== Task statement ==
Copy the data precisely, keeping every character.

== Information given ==
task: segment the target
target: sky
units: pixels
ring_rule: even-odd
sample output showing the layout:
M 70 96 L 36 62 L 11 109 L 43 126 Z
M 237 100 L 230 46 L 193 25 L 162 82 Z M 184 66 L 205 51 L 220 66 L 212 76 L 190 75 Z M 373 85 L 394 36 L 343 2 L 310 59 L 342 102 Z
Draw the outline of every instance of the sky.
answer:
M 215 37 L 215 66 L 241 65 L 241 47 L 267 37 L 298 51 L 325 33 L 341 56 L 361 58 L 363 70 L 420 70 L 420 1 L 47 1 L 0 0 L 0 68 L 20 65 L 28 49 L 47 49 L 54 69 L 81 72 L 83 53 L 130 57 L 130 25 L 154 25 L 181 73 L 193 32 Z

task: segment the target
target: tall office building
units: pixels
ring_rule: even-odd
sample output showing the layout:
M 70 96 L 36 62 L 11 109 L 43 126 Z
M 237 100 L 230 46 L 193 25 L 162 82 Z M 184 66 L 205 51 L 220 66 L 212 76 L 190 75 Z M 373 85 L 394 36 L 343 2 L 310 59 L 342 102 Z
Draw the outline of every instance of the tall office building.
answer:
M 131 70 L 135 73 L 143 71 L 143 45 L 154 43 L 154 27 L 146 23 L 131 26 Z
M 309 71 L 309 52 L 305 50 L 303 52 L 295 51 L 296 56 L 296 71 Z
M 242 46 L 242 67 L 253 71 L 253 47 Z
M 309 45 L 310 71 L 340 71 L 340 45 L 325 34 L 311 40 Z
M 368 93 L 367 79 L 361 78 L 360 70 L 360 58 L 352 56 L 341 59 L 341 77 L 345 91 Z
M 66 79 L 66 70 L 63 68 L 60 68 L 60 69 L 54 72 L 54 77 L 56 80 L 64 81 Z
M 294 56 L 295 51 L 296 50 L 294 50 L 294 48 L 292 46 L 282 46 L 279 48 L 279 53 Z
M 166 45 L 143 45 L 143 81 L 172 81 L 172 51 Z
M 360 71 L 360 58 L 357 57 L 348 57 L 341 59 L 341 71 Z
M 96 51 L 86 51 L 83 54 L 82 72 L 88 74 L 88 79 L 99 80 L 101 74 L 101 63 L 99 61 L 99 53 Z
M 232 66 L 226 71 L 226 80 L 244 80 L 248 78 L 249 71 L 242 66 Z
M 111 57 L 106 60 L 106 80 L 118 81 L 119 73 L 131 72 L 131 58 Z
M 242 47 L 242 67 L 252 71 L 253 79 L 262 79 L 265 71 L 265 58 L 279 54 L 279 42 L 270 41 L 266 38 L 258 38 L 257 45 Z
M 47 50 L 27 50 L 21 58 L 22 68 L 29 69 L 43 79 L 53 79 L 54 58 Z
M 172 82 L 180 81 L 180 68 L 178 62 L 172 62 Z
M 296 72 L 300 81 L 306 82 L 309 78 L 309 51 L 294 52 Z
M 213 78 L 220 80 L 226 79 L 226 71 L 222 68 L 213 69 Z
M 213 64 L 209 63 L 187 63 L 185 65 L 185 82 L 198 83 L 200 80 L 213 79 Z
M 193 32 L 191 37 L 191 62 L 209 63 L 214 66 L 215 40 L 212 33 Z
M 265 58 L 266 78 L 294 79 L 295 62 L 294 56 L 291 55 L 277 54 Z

== Task response ==
task: segment the target
target: sky
units: pixels
ring_rule: even-odd
sample output showing the layout:
M 70 96 L 36 62 L 11 109 L 43 126 Z
M 237 100 L 230 46 L 193 25 L 162 82 Z M 184 66 L 205 51 L 220 66 L 212 76 L 190 75 Z M 373 85 L 394 36 L 343 2 L 310 59 L 342 102 Z
Draw the outline of every instance of the sky.
answer:
M 215 37 L 215 66 L 241 65 L 241 47 L 267 37 L 298 51 L 325 33 L 341 56 L 361 58 L 363 70 L 420 70 L 420 1 L 47 1 L 0 0 L 0 68 L 20 65 L 28 49 L 47 49 L 54 69 L 81 72 L 83 53 L 130 57 L 130 25 L 154 25 L 181 73 L 193 32 Z

task: segment the target
target: tall office building
units: pixels
ring_rule: even-odd
sample output showing the layout:
M 70 96 L 36 62 L 11 109 L 43 126 Z
M 237 100 L 230 46 L 193 25 L 162 82 Z M 184 66 L 205 51 L 220 66 L 212 76 L 190 75 Z M 373 85 L 394 36 L 343 2 L 310 59 L 342 102 Z
Draw the outline of every instance of the tall office building.
answer:
M 131 70 L 135 73 L 143 71 L 143 45 L 154 43 L 154 27 L 146 23 L 131 26 Z
M 309 71 L 309 52 L 305 50 L 303 52 L 295 51 L 296 56 L 296 71 Z
M 242 46 L 242 67 L 253 71 L 253 47 Z
M 309 45 L 310 71 L 340 71 L 340 45 L 325 34 L 311 40 Z
M 368 93 L 367 79 L 361 78 L 360 70 L 360 58 L 352 56 L 341 59 L 341 77 L 345 91 Z
M 66 79 L 66 70 L 63 68 L 60 68 L 60 69 L 54 72 L 54 77 L 56 80 L 64 81 Z
M 294 56 L 295 51 L 296 50 L 294 50 L 294 48 L 292 46 L 282 46 L 279 48 L 279 53 Z
M 166 45 L 143 45 L 143 81 L 172 81 L 172 51 Z
M 360 71 L 360 58 L 357 57 L 348 57 L 341 59 L 341 71 Z
M 96 51 L 86 51 L 83 54 L 82 72 L 88 74 L 88 79 L 99 80 L 101 74 L 101 63 L 99 61 L 99 53 Z
M 232 66 L 226 71 L 226 80 L 244 80 L 248 78 L 249 71 L 242 66 Z
M 111 57 L 106 60 L 106 80 L 118 81 L 119 73 L 131 72 L 131 58 Z
M 242 47 L 242 67 L 252 71 L 253 79 L 262 79 L 265 71 L 265 58 L 279 54 L 279 42 L 270 41 L 266 38 L 258 38 L 257 45 Z
M 47 50 L 27 50 L 21 58 L 22 68 L 29 69 L 43 79 L 53 79 L 54 58 Z
M 172 82 L 180 81 L 180 68 L 178 62 L 172 62 Z
M 296 72 L 300 81 L 306 82 L 309 78 L 309 51 L 294 52 Z
M 213 78 L 220 80 L 226 79 L 226 71 L 222 68 L 213 69 Z
M 213 64 L 209 63 L 187 63 L 185 65 L 185 82 L 198 83 L 200 80 L 213 79 Z
M 193 32 L 191 37 L 191 62 L 209 63 L 214 66 L 215 40 L 212 33 Z
M 265 58 L 266 78 L 294 79 L 295 62 L 294 56 L 291 55 L 277 54 Z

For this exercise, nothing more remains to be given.